## Provided text
◆ ◆ ◆ ◆ ◆ ◆ ◆

Incoming philosophical sh*t! Be warned!
So I was running through the park, right? [No, no admirers were chasing me down–or detractors; I just get a kick out of running up and down the park for two hours sometimes. It bewilders the plebeians].
And it’s dark, since it’s night & some corners of the park don’t have lamps (yeah, I run through the dark corners, too, ornery old thing that I am). And people sitting on benches have their mobiles turned on, which lights them up in these glowing patches, and I had this thought: “People are pockets of light.” [Writer brain–don’t ask why it chose that phrasing.]
But that thought stuck out from the mass of other uninteresting ruminations darting through my mind, and I was like–that’s actually kind of pretty, which in itself is amazing since I think, in general, that humankind is kinda sh*t (shh, don’t tell anyone I said that). But it got me to thinking (a fun thing to do, guys, thinking!) that, you know, people are pockets of light. And what kind of light we are to others depends on our personalities and relationship to them.
For example, I imagine some people are that warm, cozy, diffuse light that we curl up and read by at night, the light that calms us with its consoling nimbus at the end of the day (and, yeah, I totally wrote ‘consoling nimbus’–you got a problem with that? 😛 ).
But some people can be glaring spotlights shining on our worst fears, or highlighting our greatest shame, and I’m like–do you really want to be the type of person to point out the faults that people are probably already aware of?
As an aside, I think that extroverts must be those strobe disco-ball lights that are all spastic color wanting people to gyrate to their flashing existence. Whoo hoo! You go spastic all ya want. Imma be introverted here in my hidey-nook, thx.
Anyway, the point is that we can decide what kind of light we are to others, whether a comforting type, a glaring type, or even just a light to shed on someone’s path – though sometimes people will still choose the path through the dark, and sometimes, you just have to let them.
In any case, on my running up and down, I also got an idea for a little scene between two villains in my story (is it disturbing that I sometimes love writing them most?). Essentially Mystery Mage is trying to seduce the wicked queen and she’s like ‘If I become your lover, you might give me a disease.’ And he’s like ‘I’m a mage and I can protect myself’, and she’s like ‘Mebbe, but you could still spread something sick to your lovers if you decided to’, then here is the blip of conversation:
“In which case I would not put it past you to keep yourself healthy while passing on the plague to another. You could still spread something sick to your lovers.”

◆ ◆ ◆ ◆ ◆ ◆ ◆

## Information
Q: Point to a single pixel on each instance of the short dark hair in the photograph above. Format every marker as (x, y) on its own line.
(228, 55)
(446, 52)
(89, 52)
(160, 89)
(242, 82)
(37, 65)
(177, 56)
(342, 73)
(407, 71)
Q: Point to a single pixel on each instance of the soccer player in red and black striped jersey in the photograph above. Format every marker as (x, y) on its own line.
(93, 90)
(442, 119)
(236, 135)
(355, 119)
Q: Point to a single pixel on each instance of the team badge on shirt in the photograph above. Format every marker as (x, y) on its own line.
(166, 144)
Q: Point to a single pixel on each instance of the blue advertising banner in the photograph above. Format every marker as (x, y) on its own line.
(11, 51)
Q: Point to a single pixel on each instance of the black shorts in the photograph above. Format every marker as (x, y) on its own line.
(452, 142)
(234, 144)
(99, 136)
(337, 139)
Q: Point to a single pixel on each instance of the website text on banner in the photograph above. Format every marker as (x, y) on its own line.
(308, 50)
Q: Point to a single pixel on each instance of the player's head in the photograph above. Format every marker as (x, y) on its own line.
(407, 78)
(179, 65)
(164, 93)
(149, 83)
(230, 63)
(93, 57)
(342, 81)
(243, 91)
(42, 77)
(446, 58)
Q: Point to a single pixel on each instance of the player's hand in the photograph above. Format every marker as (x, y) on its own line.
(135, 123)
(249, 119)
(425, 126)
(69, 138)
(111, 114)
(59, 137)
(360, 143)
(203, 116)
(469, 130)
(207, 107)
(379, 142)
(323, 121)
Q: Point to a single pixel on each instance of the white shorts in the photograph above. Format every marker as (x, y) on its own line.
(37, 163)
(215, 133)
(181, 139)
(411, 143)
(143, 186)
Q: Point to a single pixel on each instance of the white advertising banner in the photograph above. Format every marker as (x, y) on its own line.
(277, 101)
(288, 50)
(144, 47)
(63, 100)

◆ ◆ ◆ ◆ ◆ ◆ ◆

## Problems to work on
- 1) Using the post about people as pockets of light, decide whether each statement agrees with it: (a) The writer also runs through the park's dark corners. (b) The writer generally thinks well of humankind. (c) The villain scene came to mind while the writer was sitting on a bench. Answer yes or no for each and quote the deciding words.
- 2) Rewrite everything in the post about people as pockets of light from "But some people" down to "already aware of?", putting "floodlights" in place of "spotlights".

## Per-task outputs
- 1)
(a) Yes: "yeah, I run through the dark corners, too"
(b) No: "I think, in general, that humankind is kinda sh*t"
(c) No: "on my running up and down, I also got an idea for a little scene between two villains in my story"

- 2)
But some people can be glaring floodlights shining on our worst fears, or highlighting our greatest shame, and I’m like–do you really want to be the type of person to point out the faults that people are probably already aware of?